EXERCISE REQUIREMENTS:
Each record must be repeated exactly as it stands.
Start of MATERIAL FOR THE TASK
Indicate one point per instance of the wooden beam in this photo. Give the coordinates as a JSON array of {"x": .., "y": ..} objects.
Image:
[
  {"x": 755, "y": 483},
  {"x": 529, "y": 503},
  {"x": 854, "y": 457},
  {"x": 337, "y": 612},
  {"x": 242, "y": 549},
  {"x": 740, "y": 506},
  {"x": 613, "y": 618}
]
End of MATERIAL FOR THE TASK
EXERCISE ANSWER:
Indicate one point per instance of the wooden beam in this photo. Give the coordinates as a JSON array of {"x": .., "y": ..} objects.
Image:
[
  {"x": 755, "y": 483},
  {"x": 529, "y": 503},
  {"x": 854, "y": 457},
  {"x": 337, "y": 612},
  {"x": 242, "y": 549},
  {"x": 740, "y": 506},
  {"x": 613, "y": 618}
]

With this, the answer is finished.